## [SET EXERCISE 1]
Raise every keypoint coordinate in the records below by 95. Then reproduce everything from the line containing "the dark opening" down to the line containing "<point>47,810</point>", including both of those lines and the guideline lines.

## [EXCERPT TO READ]
====================

We use the Amazon Kinesis Data Generator (KDG) later in this post to generate and send data to a Kinesis data stream, simulating data being generated by sensors. The data from the data stream sensor-data-stream is ingested and processed using an AWS Glue streaming job, which we discuss next.

Near-real-time feature engineering

AWS Glue streaming jobs provide a convenient way to process streaming data at scale, without the need to manage the compute environment. AWS Glue allows you to perform extract, transform, and load (ETL) operations on streaming data using continuously running jobs. AWS Glue streaming ETL is built on the Apache Spark Structured Streaming engine, and can ingest streams from Kinesis, Apache Kafka, and Amazon Managed Streaming for Apache Kafka (Amazon MSK).

The streaming ETL job can use both AWS Glue built-in transforms and transforms that are native to Apache Spark Structured Streaming. You can also use the Spark ML and MLLib libraries in AWS Glue jobs for easier feature processing using readily available helper libraries.

If the schema of the streaming data source is pre-determined, you can specify it in an AWS Data Catalog table. If the schema definition can’t be determined beforehand, you can enable schema detection in the streaming ETL job. The job then automatically determines the schema from the incoming data. Additionally, you can use the AWS Glue Schema Registry to allow central discovery, control, and evolution of data stream schemas. You can further integrate the Schema Registry with the Data Catalog to optionally use schemas stored in the Schema Registry when creating or updating AWS Glue tables or partitions in the Data Catalog.

For this post, we create an AWS Glue Data Catalog table (sensor-stream) with our Kinesis data stream as the source and define the schema for our sensor data.

====================

## [SET EXERCISE 2]
Give back, word for word, everything from "The streaming ETL job can" down to "available helper libraries." in the AWS Glue streaming passage above.

====================

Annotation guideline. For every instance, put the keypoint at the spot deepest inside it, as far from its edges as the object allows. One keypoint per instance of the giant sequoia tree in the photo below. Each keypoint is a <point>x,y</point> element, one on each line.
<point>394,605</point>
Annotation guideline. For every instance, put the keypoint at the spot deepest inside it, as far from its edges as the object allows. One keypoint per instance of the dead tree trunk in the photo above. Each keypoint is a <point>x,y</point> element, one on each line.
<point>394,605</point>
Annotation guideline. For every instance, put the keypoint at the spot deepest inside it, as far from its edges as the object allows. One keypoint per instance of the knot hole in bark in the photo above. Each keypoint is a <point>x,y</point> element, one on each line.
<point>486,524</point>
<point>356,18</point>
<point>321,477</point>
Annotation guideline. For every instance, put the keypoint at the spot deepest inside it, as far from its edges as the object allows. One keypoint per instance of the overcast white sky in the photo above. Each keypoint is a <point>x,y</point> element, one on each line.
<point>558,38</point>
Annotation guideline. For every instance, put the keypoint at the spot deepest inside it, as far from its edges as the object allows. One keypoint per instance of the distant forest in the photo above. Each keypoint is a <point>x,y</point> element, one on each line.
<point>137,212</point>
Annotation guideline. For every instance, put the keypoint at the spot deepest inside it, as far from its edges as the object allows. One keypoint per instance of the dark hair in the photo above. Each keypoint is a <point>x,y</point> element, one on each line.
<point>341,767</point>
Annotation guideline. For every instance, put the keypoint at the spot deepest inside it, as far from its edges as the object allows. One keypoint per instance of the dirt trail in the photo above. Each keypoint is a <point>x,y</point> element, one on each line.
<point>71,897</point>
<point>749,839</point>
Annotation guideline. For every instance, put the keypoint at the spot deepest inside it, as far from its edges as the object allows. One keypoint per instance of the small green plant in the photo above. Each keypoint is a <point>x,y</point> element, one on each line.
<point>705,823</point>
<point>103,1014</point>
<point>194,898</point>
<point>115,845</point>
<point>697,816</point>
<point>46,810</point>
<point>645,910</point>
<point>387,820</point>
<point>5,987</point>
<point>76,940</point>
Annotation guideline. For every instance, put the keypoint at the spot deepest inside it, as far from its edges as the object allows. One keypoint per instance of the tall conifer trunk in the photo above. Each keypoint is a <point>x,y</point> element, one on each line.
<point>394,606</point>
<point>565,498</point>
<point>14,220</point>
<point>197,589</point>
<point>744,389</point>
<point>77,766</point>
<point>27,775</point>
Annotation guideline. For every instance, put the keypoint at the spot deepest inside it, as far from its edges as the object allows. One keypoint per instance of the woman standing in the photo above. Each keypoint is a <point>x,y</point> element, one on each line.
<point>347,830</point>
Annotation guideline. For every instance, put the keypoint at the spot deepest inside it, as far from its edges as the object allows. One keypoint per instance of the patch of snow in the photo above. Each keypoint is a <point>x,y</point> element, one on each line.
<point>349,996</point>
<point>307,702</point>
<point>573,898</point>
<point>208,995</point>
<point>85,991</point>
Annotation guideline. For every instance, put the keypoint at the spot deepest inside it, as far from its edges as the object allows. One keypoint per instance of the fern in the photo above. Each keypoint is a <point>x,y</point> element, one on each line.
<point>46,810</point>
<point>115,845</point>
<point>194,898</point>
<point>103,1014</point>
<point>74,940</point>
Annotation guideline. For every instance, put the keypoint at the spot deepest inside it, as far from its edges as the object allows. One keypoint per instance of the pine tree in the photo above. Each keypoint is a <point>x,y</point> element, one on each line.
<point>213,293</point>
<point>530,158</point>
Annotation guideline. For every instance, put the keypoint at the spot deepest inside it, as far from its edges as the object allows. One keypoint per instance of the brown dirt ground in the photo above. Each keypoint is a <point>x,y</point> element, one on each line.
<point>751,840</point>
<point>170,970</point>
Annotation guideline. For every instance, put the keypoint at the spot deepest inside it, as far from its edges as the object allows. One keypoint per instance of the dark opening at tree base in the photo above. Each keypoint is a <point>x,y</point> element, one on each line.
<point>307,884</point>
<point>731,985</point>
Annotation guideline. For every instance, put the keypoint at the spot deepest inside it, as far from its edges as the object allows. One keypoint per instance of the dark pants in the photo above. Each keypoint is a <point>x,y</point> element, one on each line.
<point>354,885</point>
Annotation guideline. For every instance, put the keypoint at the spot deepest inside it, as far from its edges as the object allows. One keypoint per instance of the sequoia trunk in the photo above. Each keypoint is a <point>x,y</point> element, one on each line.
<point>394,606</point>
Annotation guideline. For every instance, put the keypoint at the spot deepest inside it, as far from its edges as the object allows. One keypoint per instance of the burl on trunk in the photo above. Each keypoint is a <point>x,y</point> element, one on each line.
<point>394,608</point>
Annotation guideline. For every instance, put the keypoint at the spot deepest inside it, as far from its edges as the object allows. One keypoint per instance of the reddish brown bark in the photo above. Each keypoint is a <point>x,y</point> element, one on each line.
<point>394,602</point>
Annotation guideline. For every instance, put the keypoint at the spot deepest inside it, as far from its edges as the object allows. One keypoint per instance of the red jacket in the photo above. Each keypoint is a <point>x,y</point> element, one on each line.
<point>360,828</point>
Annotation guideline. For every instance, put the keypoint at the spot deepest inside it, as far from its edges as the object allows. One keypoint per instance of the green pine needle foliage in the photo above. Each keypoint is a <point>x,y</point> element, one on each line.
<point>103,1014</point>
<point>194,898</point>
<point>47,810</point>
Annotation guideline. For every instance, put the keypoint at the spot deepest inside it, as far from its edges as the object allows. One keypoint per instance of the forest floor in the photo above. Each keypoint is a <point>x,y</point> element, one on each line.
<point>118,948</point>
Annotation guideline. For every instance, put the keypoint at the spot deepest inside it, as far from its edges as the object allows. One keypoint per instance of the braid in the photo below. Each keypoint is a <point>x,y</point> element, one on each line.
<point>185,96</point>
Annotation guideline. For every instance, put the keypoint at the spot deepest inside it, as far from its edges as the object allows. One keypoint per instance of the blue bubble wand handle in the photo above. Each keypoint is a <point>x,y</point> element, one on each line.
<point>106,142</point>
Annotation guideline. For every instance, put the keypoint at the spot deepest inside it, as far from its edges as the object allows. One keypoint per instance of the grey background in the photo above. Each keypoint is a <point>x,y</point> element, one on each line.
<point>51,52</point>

====================

## [RESPONSE 1]
Annotation guideline. For every instance, put the keypoint at the spot deepest inside it, as far from its edges as the object allows. One keypoint per instance of the dark opening at tree base in the photo above. Each keypoint is a <point>x,y</point> element, one on each line.
<point>402,979</point>
<point>826,1080</point>
Annotation guideline. For every instance, put the keypoint at the spot deepest inside it, as far from its edges as the object allows. One keypoint per instance of the dark pants in the photo above. Each keypoint is a <point>x,y</point> element, one on each line.
<point>449,980</point>
Annotation guideline. For every instance, put the keypoint at the spot deepest inside it, as far from its edges as the object allows. One keypoint per instance of the sequoia trunk in the photo above. Each keypoint is a <point>x,y</point> element, one on each line.
<point>489,701</point>
Annotation guideline. For every instance, put the keypoint at the spot deepest inside it, as far from its edges as the object allows. One keypoint per instance of the burl on trunk in the photo above. Each keypoint is a <point>x,y</point> element, one on each line.
<point>489,703</point>
Annotation guideline. For every instance, put the keypoint at the spot deepest inside it, as far from its edges as the object allows. One keypoint per instance of the reddish brown bark in the photo above. Each keypoint is a <point>x,y</point> element, one on each line.
<point>489,697</point>
Annotation guideline. For every instance, put the keypoint at the spot deepest inside it, as far from its edges as the object allows. One keypoint per instance of the red jacket in the photo above. Each keypoint is a <point>x,y</point> element, one on each line.
<point>455,923</point>
Annotation guideline. For every instance, put the keypoint at the spot deepest inside it, as far from its edges as the object allows. One keypoint per instance of the green pine needle foliage in the photo above. Each keypoint is a <point>x,y</point> element, one on each line.
<point>198,1109</point>
<point>289,993</point>
<point>142,905</point>

## [RESPONSE 2]
The streaming ETL job can use both AWS Glue built-in transforms and transforms that are native to Apache Spark Structured Streaming. You can also use the Spark ML and MLLib libraries in AWS Glue jobs for easier feature processing using readily available helper libraries.